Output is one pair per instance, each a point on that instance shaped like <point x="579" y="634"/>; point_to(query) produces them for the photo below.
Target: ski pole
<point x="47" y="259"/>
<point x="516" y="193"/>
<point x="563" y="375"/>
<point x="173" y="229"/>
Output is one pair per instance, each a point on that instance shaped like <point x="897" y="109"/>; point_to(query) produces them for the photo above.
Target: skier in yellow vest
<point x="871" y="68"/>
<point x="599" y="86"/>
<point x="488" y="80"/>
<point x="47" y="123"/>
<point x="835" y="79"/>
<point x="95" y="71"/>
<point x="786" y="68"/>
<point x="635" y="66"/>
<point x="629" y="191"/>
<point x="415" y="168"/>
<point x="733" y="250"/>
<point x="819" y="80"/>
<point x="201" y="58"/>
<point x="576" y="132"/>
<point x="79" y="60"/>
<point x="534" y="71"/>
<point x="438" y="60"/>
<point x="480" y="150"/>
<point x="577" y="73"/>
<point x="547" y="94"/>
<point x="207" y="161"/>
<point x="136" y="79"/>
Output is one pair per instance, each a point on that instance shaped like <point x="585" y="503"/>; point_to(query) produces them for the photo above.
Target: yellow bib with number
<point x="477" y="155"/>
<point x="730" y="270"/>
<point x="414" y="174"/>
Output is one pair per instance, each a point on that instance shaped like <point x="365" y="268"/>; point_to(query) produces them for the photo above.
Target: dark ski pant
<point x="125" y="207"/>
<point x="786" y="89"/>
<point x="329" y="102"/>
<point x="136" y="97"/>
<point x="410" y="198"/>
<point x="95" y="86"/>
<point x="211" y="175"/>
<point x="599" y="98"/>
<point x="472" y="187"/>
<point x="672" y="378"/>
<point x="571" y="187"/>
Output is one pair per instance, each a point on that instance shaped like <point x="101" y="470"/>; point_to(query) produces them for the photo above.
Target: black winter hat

== == ==

Return each line of the records above exactly as it reads.

**OUTPUT FOR THIS TASK**
Output is one pair per instance, each a point on that instance shaped like <point x="579" y="634"/>; point_to(query) produces them for the photo below.
Target: ski pole
<point x="47" y="259"/>
<point x="516" y="193"/>
<point x="563" y="375"/>
<point x="173" y="229"/>
Output is one pair per instance, each a point on that instance shaped like <point x="897" y="109"/>; point_to(query) produces them for the photo above.
Target: skier in yellow vest
<point x="871" y="68"/>
<point x="599" y="86"/>
<point x="488" y="80"/>
<point x="47" y="123"/>
<point x="835" y="79"/>
<point x="95" y="71"/>
<point x="786" y="68"/>
<point x="635" y="66"/>
<point x="629" y="191"/>
<point x="415" y="168"/>
<point x="733" y="250"/>
<point x="819" y="80"/>
<point x="201" y="58"/>
<point x="576" y="132"/>
<point x="79" y="60"/>
<point x="534" y="71"/>
<point x="438" y="60"/>
<point x="480" y="150"/>
<point x="577" y="73"/>
<point x="547" y="94"/>
<point x="207" y="161"/>
<point x="136" y="79"/>
Output is one pair per instance, each a point on that instance shaped like <point x="585" y="503"/>; point_to(query) produces them for the photo above.
Target: yellow bib with number
<point x="477" y="155"/>
<point x="730" y="270"/>
<point x="414" y="174"/>
Output is one pair per instance, each a point on that instance shaped like <point x="365" y="268"/>; point_to(query) produces them for the photo above.
Target: dark ski pant
<point x="125" y="207"/>
<point x="786" y="89"/>
<point x="329" y="102"/>
<point x="136" y="97"/>
<point x="410" y="198"/>
<point x="95" y="86"/>
<point x="211" y="175"/>
<point x="599" y="98"/>
<point x="472" y="187"/>
<point x="672" y="378"/>
<point x="571" y="187"/>
Output is one pair per instance, each a point on that instance shaped like <point x="101" y="470"/>; point_to(query) produces them for the photo above.
Target: black winter hat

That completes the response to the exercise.